▶ **Arbeitsanweisungen**
1 - Beantworte bitte diese Fragen zum Forenbeitrag zum Excel-Makro:
(a) In welcher Zeile des neu generierten Tabellenblatts soll die letzte Zeile der To-Do-Liste als Verknüpfung erscheinen?
(b) Welche zwei Formulierungen hat Zvoni nicht verstanden?
(c) Wofür steht laut BassMoBill jede Zeile der Tabelle?
2 - Setze den Forenbeitrag zum Excel-Makro nach seinem letzten Satz fort.

Folgende Probleme habe ich noch zu lösen und komme nicht weiter:

1. Vom ersten Tabellenblatt (Tabellenblatt 2012) soll die letzte aktive Nummer der Liste (Spalte Nr.) einen Hyperlink zum gerade generierten neuen Tabellenblatt bekommen.  

2. Bei einem neu generierten Tabellenblatt soll neben der Kopfzeile, die letzte Zeile der To-Do Liste (Tabellenblatt 2012) als Verknüpfung in Zeile 4 dargestellt werden. 

Ein Beispielfile wie es fertig aussehen soll habe ich angehängt.



Ich bekomme einfach die Logik nicht hin, wie ich dem Excel sage wo das Ende der Liste ist und dass er genau das ins gerade gernerierte Tabellenblatt kopieren bzw. verknüpfen soll.


----------



## Zvoni (12. März 2012)

Sorry, aber deine Problematik habe ich jetzt überhaupt nicht verstanden. Speziell dieses "letzte Aktive Nr." und "letzte Zeile"


----------



## BassMoBill (13. März 2012)

Okay nochmal langsamer:

Ich habe eine Tabelle auf einem Tabellenblatt (2012) mit verschiedenen Spalten.
Die erste Spalte soll Zeile für Zeile eine neue Nummer erhalten. Dass ist vorbereitet.

 Nr. Projektbezeichnung Startdatum Bearbeiter Status Priorität

1       ABC                            1.1.2012
2       ghf                              2.5.2012
...

Jede Zeile steht für ein Projekt. Wenn ein neues Projekt bzw. eine neue Zeile mit "Leben" gefüllt wird möchte ich mit einem Makro folgende Funktionen darstellen. 

1. Generiere ein Tabellenblatt mit der Nummer der letzten Zeile (=letzte Projektnummer)

▶ **Datenteil**
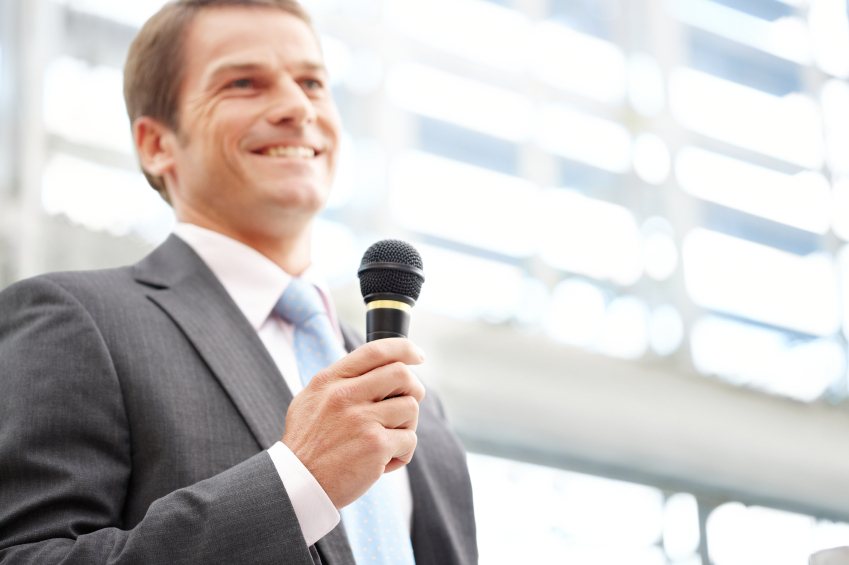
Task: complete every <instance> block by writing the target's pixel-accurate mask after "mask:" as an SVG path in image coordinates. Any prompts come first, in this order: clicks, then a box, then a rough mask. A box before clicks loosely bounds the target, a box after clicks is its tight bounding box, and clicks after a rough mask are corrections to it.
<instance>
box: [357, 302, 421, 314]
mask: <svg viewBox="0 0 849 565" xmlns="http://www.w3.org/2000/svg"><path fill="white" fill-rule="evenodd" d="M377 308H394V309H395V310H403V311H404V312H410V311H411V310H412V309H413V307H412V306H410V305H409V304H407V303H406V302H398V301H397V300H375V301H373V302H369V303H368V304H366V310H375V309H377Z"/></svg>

▶ **Lösungen**
1 -
(a) In Zeile 4.
(b) "letzte Aktive Nr." und "letzte Zeile".
(c) Für ein Projekt.

2 -
2. Kopiere die Kopfzeile vom Tabellenblatt "2012" auf das gerade erstellte Tabellenblatt
3. Verknüpfe die nun letzte Zeile der Tabelle vom Tabellenblatt "2012", Spalte A-F auf das gerade erstellte neue Tabellenblatt in Zeile 5, Spalte A-F
4. Generiere ein Hyperlink auf die letzte Projektnummer (Spalte A) zum gerade erstellten Tabellenblatt


Damit ist im Tabellenblatt "2012" immer der Titel der jeweiligen Projekte sichtbar und der Unterbau kann auf "Klick" der Projektnummer angesehen werden, da dann auf das Tabellenblatt mit der jeweiligen Projektnummer verknüpft wird.
Jedes Mal wenn eine neue Zeile im Tabellenblatt 2012 ausgefüllt wird soll im Anschluss dann eben das passende Projektblatt für den Unterbau generiert werden und die dazu passende Verknüpfung in Spalte "Nr" eingefügt werden. 



War die Erklärung besser? Funktion 1+2 habe ich schon darstellen können (war auch die einfachere Aufgabe).


----------



## Yaslaw (13. März 2012)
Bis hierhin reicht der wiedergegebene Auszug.